# Record set start

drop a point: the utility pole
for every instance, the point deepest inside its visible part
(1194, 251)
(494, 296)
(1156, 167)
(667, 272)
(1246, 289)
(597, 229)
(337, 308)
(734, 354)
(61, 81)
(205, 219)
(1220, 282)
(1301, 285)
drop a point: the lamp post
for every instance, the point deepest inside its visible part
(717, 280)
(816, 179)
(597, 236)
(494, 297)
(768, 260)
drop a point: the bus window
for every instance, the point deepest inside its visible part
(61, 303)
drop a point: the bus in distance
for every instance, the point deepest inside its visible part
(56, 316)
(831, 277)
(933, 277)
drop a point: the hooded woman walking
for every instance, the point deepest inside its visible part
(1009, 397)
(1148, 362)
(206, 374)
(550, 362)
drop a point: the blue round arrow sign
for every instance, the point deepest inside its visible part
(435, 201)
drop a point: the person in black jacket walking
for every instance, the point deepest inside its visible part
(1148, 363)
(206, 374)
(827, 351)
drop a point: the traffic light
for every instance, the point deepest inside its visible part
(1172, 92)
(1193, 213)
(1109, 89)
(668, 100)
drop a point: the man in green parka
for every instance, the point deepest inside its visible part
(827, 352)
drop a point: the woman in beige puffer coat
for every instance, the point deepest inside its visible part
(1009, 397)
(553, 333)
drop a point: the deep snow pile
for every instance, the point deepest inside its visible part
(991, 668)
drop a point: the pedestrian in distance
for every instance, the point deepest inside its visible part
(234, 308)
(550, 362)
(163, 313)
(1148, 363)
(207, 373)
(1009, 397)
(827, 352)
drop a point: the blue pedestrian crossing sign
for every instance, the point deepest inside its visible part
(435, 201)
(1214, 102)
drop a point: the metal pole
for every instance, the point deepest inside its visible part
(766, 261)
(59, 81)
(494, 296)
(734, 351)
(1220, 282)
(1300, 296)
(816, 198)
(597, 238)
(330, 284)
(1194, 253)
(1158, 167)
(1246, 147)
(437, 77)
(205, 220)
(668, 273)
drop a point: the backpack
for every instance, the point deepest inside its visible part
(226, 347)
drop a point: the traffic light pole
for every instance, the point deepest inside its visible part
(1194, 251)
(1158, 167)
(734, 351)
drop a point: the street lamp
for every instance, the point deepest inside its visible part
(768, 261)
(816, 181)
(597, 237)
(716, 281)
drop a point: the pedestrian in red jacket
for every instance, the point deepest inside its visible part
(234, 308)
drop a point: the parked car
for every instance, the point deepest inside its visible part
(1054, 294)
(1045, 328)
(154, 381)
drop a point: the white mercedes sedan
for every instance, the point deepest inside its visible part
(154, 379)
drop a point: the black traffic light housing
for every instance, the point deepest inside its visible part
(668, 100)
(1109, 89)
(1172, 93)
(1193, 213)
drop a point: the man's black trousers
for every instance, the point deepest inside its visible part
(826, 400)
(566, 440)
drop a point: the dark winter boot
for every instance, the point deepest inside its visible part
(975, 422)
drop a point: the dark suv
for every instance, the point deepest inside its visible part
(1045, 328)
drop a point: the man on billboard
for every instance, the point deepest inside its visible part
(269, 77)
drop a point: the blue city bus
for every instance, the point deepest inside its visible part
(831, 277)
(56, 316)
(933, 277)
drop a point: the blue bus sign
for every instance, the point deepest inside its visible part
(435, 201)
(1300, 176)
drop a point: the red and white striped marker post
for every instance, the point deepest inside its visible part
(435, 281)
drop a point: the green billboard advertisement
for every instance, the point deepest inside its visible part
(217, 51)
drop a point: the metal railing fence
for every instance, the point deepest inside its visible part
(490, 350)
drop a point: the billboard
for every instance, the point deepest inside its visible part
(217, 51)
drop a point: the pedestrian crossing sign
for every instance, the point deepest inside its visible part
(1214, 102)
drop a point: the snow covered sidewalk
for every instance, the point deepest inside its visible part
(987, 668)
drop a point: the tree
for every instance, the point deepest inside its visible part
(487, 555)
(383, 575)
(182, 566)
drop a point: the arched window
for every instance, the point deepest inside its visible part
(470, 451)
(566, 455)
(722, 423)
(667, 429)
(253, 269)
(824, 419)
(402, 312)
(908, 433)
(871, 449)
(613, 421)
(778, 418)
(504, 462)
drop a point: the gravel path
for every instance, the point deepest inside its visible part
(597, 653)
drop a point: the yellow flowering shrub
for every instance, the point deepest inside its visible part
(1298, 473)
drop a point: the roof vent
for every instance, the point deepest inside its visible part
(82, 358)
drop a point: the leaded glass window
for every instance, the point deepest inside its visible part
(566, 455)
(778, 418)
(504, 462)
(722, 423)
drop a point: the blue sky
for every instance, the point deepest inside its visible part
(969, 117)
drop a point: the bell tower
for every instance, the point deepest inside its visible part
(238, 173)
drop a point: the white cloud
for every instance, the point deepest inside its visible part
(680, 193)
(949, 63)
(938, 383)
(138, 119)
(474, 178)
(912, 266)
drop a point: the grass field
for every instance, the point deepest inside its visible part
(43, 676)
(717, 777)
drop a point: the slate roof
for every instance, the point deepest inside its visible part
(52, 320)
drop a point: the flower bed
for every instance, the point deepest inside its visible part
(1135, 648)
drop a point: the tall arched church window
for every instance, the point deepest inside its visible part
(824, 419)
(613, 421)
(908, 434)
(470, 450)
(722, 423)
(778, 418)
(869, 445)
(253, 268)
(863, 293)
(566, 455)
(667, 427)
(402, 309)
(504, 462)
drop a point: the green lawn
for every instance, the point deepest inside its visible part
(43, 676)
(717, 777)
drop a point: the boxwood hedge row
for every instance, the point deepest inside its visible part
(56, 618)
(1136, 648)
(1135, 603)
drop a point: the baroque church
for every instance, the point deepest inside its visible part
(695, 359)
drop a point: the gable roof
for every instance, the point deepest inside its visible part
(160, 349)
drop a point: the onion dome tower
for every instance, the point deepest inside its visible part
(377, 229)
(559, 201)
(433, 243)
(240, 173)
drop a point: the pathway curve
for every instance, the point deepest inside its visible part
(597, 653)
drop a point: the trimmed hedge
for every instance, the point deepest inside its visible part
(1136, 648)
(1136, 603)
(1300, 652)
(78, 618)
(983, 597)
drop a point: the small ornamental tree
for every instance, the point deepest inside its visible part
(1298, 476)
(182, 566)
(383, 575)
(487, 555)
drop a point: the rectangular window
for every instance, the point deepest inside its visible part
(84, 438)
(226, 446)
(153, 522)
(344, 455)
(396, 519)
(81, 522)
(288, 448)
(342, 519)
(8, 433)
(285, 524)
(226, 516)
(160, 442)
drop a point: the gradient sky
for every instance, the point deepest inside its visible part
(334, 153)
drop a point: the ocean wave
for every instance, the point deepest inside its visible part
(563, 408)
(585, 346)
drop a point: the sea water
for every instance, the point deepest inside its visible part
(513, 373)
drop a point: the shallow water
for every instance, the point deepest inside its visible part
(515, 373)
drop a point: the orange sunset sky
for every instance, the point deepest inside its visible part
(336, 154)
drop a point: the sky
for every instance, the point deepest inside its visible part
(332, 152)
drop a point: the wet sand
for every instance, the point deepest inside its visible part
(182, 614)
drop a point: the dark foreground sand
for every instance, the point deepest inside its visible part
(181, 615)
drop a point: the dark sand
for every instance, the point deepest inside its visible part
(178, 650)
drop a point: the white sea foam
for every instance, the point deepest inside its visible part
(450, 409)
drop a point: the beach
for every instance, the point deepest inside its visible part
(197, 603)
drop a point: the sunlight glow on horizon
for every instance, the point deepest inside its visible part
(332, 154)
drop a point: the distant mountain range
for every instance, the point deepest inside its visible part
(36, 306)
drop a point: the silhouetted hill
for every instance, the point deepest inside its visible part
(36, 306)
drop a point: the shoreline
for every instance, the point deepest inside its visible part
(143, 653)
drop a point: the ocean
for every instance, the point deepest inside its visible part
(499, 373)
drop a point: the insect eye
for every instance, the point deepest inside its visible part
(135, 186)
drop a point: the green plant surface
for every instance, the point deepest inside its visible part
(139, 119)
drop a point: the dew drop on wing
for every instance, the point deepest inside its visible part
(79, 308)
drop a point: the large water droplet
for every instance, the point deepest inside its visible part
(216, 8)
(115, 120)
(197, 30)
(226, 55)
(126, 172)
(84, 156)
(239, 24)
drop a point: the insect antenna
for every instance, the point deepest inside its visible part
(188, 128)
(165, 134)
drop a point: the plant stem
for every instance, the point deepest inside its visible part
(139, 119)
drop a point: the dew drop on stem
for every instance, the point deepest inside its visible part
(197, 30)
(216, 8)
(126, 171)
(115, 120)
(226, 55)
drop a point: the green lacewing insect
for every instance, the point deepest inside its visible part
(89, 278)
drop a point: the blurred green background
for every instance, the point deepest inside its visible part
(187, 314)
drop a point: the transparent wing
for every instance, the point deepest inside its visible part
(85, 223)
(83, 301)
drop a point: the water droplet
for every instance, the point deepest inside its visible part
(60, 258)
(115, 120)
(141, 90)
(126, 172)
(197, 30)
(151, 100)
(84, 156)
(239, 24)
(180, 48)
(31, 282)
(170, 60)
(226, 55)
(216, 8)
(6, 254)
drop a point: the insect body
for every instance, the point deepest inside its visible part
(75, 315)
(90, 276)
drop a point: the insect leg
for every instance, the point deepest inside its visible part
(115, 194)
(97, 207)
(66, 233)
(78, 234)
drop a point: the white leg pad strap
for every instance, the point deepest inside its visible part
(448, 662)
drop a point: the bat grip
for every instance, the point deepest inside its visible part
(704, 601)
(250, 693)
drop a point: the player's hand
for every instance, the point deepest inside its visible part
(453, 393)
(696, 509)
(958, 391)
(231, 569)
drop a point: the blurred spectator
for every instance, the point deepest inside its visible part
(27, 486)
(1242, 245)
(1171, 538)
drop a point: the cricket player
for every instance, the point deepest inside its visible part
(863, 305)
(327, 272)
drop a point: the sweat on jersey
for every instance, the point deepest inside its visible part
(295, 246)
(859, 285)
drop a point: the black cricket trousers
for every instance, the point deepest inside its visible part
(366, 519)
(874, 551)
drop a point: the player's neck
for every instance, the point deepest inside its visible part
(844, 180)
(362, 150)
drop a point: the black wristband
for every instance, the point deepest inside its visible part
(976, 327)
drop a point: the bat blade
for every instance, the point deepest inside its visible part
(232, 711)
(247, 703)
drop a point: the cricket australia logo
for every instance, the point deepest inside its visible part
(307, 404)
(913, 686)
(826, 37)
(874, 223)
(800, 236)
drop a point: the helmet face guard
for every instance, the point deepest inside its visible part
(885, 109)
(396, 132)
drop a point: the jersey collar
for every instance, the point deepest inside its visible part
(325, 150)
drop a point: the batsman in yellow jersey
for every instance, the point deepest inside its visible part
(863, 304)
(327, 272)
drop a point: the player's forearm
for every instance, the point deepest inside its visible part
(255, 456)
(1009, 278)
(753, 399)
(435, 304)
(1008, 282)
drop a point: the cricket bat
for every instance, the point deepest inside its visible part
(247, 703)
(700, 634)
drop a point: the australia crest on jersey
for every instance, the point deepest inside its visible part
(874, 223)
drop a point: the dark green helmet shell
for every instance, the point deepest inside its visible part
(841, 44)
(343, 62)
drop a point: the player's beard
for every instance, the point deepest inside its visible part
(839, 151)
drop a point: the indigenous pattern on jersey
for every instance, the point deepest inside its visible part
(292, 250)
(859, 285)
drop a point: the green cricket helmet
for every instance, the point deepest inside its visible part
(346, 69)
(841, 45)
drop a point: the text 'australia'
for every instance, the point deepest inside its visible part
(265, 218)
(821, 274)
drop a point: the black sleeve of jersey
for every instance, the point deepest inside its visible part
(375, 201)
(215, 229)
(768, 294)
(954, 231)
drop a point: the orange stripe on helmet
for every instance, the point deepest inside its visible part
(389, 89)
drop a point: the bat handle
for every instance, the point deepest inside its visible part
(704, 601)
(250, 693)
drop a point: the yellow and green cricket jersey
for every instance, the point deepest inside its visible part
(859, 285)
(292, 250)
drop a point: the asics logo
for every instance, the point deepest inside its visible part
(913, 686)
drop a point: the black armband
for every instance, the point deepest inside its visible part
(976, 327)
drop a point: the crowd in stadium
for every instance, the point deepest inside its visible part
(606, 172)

# Record set end

• [Aim of the exercise] Rewrite the listing from its first line through the line containing "(1301, 285)", replacing "utility pole" with "telephone pole" and leaving everything else unchanged.

• [The response]
drop a point: the telephone pole
for every instance, the point deepest inside its visible part
(1194, 251)
(494, 296)
(1156, 167)
(667, 272)
(1246, 289)
(597, 229)
(337, 308)
(734, 354)
(61, 81)
(205, 219)
(1220, 282)
(1301, 285)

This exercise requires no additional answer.